> **ENUNCIADOS**:
1. Reproduza fielmente o trecho do texto sobre Leiji Matsumoto que vai de "Ainda na infância" até "personagens mais lendários.".
2. Quais são todos os anos escritos em algarismos no texto sobre Leiji Matsumoto?
3. Passe para o inglês esta frase do texto sobre Leiji Matsumoto: "Até que em 1973 seu caminho se cruza com o do produtor Yoshinobu Nishizaki, e a partir daí tudo mudou."

> **TEXTO DE ORIGEM**:
-------------------------

Poucos
foram os artistas, nos mais diversos campos das artes, que tiveram sobre mim a
influência e o impacto que teve Leiji Matsumoto e foi com profundo pesar e um
certo grau de surpresa que tomei conhecimento da passagem do grande e icônico mangaká.
Um artista único, influenciador de gerações que vieram após, admirado por outros criadores de personagens icônicos em toda a parte do mundo, e para o qual passo a render nas próximas linhas minha modesta homenagem.
Nascido
Akira Matsumoto, em 25 de janeiro de 1938, Leiji veio de uma família muito
pobre, cujo seu pai viu nas forças armadas a chance de lhes dar uma vida
melhor, se tornando piloto de caça, tendo combatido obviamente na 2ª Guerra
Mundial, da qual conseguiu retornar com vida.
Ainda na infância ganhou de seu pai um projetor de 35mm no qual ironicamente assistia a desenhos animados norte-americanos durante a época da guerra no pacífico, ao mesmo tempo em que “devorava” romances de ficção de escritores como o inglês HG Wells e de seu conterrâneo Unno Juza (ou Juzo), cujo nome anos mais tarde usaria em um de seus personagens mais lendários.
Contudo,
como a maioria do Japão no pós-Guerra, a família Matsumoto ainda tentava se
reerguer, e o sonho do jovem de se tornar engenheiro ficou de lado. E para a
felicidade das gerações que ainda estavam por vir, passou a se dedicar mais ao
desenho.
Em 1954 ainda sob seu nome verdadeiro, Leiji (algumas pessoas escrevem Reiji devido a pronúncia), fez sua estreia na revista Mangá Shonen (termo em geral usado para quadrinhos dirigidos ao público masculino), mas também se aventurou nas revistas voltadas para as meninas, conhecidas por shoujo, afinal, mulheres trabalhando naquele meio, naquela época era muito raro.
Mas
sua primeira grande chance só veio em 1971 com Otoko Oidon, uma estória sobre
um ronin, mas nada a ver com samurais, e sim um estudante que terminou o ensino
médio, mas não conseguiu ingressar numa faculdade, mas que ainda pretende
fazê-lo, uma situação que se passou na vida de Leiji, pois quando seu irmão
mais novo, Sussumu (sim, este nome mesmo, o do protagonista de Yamato), se
formou no secundário, sua família não tinha condições de enviá-lo para uma
faculdade, o que fez Leiji rumar para Tóquio para trabalhar a fim de que irmão
concluísse sua formação.
Mas
seu primeiro sucesso se deu em 1972, quando criou uma espécie de western de
humor negro chamado Gun Frontier para a revista Play Comic, ao mesmo tempo em
que trabalhava numa série de contos sobre a Segunda Guerra Mundial que
passariam a se chamar Battlefield e que posteriormente seria a base para a
animação The Cockpit.
Até
que em 1973 seu caminho se cruza com o do produtor Yoshinobu Nishizaki, e a
partir daí tudo mudou.

-------------------------

[Entradas de anotação de coordenadas]
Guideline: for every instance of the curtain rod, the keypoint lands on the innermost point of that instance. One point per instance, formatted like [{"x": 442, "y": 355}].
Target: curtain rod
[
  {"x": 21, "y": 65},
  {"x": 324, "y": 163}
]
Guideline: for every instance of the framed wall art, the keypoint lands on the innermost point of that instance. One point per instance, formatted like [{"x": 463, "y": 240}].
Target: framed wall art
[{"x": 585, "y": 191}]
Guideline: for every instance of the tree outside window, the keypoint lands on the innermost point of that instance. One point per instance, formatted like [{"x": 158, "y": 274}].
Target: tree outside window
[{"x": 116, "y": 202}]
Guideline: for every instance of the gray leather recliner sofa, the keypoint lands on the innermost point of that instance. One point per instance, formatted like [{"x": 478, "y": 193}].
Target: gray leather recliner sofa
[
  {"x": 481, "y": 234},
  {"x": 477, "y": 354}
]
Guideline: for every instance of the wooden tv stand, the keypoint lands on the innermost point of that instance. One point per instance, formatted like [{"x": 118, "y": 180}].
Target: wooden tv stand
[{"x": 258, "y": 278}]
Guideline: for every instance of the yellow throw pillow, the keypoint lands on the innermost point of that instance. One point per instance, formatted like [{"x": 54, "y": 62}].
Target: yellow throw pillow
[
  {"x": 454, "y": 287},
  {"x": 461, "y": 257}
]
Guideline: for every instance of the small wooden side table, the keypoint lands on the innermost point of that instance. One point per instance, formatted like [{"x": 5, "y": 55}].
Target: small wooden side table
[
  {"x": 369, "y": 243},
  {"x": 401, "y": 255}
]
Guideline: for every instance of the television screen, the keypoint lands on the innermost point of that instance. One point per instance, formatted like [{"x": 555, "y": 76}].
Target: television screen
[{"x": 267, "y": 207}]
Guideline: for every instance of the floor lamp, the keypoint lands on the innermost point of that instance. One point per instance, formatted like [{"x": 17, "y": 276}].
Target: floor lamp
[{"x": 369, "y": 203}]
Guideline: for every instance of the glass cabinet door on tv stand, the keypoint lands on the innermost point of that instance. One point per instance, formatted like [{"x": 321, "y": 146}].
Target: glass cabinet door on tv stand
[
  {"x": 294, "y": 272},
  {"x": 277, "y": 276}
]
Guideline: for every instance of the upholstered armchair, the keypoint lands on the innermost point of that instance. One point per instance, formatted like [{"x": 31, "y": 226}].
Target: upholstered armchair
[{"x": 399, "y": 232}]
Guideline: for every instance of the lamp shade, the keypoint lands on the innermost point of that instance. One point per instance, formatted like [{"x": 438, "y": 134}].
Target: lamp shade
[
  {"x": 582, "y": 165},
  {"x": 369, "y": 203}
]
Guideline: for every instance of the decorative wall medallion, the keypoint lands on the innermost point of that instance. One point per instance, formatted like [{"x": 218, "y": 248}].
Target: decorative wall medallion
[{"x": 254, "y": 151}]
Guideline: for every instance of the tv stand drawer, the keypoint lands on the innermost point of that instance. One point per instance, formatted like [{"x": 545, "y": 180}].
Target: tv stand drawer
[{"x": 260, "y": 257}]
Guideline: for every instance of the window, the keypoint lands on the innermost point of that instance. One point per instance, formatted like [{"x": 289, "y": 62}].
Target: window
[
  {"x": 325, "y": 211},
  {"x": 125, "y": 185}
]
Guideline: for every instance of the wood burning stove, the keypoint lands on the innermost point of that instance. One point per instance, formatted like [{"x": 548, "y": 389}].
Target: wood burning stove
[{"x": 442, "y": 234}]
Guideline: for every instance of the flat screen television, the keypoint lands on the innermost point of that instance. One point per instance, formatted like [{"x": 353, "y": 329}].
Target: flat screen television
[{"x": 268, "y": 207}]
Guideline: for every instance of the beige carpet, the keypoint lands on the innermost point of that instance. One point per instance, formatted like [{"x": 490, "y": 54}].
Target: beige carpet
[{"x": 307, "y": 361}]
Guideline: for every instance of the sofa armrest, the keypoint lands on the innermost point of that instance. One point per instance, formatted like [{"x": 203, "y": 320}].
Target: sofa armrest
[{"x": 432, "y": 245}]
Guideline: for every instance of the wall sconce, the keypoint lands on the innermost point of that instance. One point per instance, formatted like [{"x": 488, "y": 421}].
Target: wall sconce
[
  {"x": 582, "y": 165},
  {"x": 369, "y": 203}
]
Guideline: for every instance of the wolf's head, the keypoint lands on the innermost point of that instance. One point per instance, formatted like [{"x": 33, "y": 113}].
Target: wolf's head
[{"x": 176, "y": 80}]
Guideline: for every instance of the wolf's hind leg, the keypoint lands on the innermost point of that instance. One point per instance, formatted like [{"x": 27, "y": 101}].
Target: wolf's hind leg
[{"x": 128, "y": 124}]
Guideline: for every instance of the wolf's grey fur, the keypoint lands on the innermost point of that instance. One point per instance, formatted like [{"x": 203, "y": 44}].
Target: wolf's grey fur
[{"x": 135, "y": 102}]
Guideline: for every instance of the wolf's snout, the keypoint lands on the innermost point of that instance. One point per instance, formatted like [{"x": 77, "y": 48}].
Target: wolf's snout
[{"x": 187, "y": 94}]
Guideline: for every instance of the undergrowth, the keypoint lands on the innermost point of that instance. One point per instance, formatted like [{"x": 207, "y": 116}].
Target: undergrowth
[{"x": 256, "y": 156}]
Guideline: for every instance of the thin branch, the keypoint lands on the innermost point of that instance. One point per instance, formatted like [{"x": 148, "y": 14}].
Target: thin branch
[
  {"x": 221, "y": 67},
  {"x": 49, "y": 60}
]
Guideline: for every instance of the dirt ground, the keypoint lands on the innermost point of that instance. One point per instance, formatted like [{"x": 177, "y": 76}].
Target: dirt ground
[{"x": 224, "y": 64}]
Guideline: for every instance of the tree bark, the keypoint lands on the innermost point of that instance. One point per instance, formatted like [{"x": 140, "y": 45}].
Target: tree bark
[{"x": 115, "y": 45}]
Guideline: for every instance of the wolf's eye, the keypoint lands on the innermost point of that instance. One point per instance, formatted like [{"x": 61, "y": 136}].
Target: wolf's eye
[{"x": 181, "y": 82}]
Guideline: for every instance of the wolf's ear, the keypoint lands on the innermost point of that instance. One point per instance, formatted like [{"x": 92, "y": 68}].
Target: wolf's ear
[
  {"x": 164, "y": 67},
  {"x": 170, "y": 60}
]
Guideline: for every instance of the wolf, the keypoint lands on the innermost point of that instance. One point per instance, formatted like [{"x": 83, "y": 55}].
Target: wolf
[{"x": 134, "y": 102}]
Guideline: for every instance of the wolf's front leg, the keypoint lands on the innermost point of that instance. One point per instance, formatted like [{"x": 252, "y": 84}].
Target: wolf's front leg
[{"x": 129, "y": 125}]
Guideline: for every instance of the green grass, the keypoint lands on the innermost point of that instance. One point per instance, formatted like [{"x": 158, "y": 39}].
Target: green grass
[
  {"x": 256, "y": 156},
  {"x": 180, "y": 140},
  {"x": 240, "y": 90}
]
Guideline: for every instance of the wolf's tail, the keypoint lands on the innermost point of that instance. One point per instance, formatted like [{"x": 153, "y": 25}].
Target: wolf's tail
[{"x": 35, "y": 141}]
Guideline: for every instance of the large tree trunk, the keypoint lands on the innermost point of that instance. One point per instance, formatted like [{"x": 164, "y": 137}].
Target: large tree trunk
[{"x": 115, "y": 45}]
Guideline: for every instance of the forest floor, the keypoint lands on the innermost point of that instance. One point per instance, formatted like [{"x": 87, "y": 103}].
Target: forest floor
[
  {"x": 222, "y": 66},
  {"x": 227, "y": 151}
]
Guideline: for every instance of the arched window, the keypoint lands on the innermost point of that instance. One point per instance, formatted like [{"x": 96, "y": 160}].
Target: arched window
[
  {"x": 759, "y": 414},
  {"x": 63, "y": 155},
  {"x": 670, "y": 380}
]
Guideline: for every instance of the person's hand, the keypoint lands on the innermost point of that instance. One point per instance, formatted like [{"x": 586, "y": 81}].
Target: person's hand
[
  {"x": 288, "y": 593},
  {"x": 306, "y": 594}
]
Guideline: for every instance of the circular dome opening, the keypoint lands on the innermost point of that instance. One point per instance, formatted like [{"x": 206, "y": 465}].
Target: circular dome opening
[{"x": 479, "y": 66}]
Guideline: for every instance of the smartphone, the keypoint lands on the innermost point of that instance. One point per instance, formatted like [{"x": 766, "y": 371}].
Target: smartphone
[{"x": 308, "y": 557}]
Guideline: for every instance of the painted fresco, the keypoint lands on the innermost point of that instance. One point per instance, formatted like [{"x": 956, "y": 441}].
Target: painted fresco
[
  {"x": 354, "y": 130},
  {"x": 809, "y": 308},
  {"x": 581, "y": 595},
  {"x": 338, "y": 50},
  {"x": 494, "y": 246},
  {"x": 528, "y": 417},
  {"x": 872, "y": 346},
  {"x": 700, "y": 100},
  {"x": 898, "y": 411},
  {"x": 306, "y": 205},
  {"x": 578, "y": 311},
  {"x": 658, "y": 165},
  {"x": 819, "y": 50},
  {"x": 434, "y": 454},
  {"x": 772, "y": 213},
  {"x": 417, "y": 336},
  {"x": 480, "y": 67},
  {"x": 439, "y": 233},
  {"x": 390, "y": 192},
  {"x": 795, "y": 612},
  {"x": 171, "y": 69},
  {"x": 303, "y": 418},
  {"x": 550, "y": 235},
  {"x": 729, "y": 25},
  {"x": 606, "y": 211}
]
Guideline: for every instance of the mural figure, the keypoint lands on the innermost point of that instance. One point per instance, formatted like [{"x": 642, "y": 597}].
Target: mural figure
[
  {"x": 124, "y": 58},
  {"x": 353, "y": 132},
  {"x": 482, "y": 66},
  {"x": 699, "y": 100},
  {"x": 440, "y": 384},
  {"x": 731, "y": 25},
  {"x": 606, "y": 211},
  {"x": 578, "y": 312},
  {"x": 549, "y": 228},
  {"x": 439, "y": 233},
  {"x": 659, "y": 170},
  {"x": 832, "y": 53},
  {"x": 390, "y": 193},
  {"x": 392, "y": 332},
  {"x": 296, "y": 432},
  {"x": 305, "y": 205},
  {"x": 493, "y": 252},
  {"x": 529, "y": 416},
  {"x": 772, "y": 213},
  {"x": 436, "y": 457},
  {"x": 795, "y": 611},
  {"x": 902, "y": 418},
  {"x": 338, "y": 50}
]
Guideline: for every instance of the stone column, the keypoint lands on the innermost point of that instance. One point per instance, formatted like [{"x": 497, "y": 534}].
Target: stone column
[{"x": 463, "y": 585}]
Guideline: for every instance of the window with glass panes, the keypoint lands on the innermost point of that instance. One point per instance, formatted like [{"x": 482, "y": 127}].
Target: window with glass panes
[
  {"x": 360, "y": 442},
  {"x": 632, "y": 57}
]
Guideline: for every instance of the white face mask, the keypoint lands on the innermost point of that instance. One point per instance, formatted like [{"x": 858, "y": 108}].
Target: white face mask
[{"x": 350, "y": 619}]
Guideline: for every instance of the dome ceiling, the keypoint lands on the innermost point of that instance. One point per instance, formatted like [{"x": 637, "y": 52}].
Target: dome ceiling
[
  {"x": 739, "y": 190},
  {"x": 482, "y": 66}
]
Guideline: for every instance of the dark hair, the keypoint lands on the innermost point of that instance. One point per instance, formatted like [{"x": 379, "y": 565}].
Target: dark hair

-------------------------

> **SOLUÇÕES DAS TAREFAS**:
1.
Ainda na infância ganhou de seu pai um projetor de 35mm no qual ironicamente assistia a desenhos animados norte-americanos durante a época da guerra no pacífico, ao mesmo tempo em que “devorava” romances de ficção de escritores como o inglês HG Wells e de seu conterrâneo Unno Juza (ou Juzo), cujo nome anos mais tarde usaria em um de seus personagens mais lendários.

2. 1938, 1954, 1971, 1972, 1973

3. Until, in 1973, his path crossed that of producer Yoshinobu Nishizaki, and from then on everything changed.